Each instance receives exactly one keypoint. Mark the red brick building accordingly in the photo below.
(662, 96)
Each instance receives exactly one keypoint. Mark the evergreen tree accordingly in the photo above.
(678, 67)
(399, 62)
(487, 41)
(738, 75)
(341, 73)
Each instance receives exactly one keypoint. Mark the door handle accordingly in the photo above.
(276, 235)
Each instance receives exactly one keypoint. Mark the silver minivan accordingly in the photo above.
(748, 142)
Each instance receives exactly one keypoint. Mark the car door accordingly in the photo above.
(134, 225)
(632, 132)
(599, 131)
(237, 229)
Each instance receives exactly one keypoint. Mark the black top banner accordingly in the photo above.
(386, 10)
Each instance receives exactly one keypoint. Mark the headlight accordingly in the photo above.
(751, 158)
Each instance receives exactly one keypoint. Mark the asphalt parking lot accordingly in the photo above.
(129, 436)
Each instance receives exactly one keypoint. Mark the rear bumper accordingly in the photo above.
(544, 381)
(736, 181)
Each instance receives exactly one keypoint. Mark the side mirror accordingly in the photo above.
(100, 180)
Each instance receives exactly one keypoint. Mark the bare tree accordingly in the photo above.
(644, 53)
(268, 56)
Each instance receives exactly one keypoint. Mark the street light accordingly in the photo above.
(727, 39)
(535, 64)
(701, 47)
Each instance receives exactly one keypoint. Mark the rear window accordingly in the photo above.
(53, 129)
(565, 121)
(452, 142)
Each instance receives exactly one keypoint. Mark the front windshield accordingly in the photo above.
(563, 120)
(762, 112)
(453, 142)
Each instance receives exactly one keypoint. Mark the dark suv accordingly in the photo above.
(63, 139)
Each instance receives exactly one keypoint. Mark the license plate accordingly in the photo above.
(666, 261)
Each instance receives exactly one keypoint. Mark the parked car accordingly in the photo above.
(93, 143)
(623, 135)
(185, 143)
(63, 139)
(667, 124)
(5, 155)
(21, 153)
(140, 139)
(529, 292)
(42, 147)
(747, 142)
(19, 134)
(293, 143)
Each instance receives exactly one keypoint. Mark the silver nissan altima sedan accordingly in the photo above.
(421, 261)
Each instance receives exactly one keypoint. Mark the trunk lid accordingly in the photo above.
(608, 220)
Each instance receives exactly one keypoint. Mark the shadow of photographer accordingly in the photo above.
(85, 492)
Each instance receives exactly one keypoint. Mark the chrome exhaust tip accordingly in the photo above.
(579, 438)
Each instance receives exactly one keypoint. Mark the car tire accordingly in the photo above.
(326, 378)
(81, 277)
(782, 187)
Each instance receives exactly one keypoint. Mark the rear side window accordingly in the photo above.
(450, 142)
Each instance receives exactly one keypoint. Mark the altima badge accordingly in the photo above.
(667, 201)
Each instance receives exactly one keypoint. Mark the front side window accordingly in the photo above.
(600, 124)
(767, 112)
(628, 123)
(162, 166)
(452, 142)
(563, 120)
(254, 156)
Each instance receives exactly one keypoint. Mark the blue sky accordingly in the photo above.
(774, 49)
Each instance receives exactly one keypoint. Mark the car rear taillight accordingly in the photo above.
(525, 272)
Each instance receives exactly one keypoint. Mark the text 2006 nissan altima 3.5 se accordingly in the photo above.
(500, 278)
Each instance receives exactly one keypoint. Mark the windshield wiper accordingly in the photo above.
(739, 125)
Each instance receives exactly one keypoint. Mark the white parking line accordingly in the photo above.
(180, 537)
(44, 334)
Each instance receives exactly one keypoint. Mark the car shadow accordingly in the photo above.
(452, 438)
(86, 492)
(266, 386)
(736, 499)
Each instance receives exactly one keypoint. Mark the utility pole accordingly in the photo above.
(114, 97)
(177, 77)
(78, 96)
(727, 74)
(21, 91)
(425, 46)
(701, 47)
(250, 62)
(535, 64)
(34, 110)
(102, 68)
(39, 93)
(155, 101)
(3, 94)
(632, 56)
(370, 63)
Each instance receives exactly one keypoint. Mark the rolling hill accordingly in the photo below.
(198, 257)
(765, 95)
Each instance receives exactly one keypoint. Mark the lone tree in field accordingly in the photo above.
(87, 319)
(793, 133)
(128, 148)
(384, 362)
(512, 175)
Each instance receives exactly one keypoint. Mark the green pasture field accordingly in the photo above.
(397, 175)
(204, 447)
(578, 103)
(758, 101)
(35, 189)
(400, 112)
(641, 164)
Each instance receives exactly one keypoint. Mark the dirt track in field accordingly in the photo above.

______________________________

[What is expected]: Each line from the one containing "Each instance receives exactly one keypoint. Mark the rear side" to the final line of the entries above must be returned exactly, and no other line may appear.

[Answer to this task]:
Each instance receives exactly one keypoint. Mark the rear side window accordingly in the photo above.
(450, 142)
Each instance receives exactly one keypoint. Mark the altima badge accordingly in the photo above.
(667, 201)
Each instance receives exactly one keypoint. Mark the front side window accordingly in the photo above.
(600, 124)
(767, 112)
(628, 123)
(162, 166)
(452, 142)
(563, 120)
(254, 156)
Each instance receives exactly one keypoint. Mark the blue sky accordingly in the photo above.
(774, 49)
Each instance receives exactly one keypoint. Mark the car rear taillight accordingly in the photo above.
(525, 272)
Each instance receives exactly one keypoint. Mark the text 2006 nissan altima 3.5 se accordingly in the photo above.
(500, 278)
Each instance receives exactly one keypoint. Mark the windshield wiper accordingly in the photo above.
(739, 125)
Each instance receives exactly one keypoint. Mark the white parking line accordingly in the photo above.
(180, 537)
(44, 334)
Each instance receives exactly one keypoint. Mark the car shadow accordingly in the photo above.
(452, 438)
(86, 492)
(266, 386)
(736, 499)
Each instance receives exactly one keypoint. Mark the utility pole accordingly in the photo above.
(114, 97)
(177, 77)
(78, 96)
(727, 74)
(21, 91)
(425, 46)
(701, 47)
(250, 62)
(535, 64)
(34, 110)
(102, 68)
(39, 93)
(155, 101)
(3, 94)
(632, 56)
(370, 63)
Each instance receives exactly one keypoint. Mark the rolling hill accordingly in the photo below.
(198, 257)
(765, 95)
Each instance receives exactly one keypoint. Mark the lone tree in field accordingly in the photo above.
(87, 319)
(793, 133)
(128, 148)
(384, 362)
(512, 175)
Each instance receives exactly one keypoint. Mark the green pasture field accordingly in the photo above.
(397, 175)
(204, 447)
(578, 103)
(758, 101)
(35, 189)
(400, 112)
(641, 164)
Each instance receives exactly one keypoint. Mark the dirt track in field accordingly in the photo above.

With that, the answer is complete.